#### ENTRIES SUPPLIED ####

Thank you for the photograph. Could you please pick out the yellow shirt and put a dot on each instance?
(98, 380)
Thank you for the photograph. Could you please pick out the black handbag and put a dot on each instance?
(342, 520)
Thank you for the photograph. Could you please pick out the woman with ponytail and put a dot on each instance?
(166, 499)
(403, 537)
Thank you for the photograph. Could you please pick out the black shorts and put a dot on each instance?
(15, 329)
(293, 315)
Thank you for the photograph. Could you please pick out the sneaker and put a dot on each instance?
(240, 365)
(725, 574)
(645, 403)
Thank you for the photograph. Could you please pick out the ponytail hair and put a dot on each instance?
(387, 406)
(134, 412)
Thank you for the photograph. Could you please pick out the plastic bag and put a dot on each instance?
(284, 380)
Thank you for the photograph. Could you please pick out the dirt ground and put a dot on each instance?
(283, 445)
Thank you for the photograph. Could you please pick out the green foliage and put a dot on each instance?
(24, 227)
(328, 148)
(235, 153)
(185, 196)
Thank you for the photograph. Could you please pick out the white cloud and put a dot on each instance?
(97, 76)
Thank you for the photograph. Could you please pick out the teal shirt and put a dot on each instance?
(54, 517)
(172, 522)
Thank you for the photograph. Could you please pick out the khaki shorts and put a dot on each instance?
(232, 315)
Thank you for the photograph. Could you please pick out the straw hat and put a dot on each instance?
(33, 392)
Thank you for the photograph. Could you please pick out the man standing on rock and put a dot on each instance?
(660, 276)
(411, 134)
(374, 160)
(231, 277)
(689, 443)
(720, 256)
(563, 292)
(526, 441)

####
#### ENTRIES SUPPLIED ####

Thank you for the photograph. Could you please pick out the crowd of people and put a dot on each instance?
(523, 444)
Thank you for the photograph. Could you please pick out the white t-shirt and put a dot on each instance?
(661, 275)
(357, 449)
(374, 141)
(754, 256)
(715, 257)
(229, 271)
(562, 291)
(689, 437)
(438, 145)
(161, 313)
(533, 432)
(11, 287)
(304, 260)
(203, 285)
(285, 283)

####

GIVEN TASK: Copy out each line of the material above that contains the string "shorts".

RESPONSE TO THE TASK:
Thank you for the photograph. Could you please pick out the black shorts and put a dot on each instance?
Thank you for the photograph. Could you please pick out the khaki shorts and put a dot on each instance?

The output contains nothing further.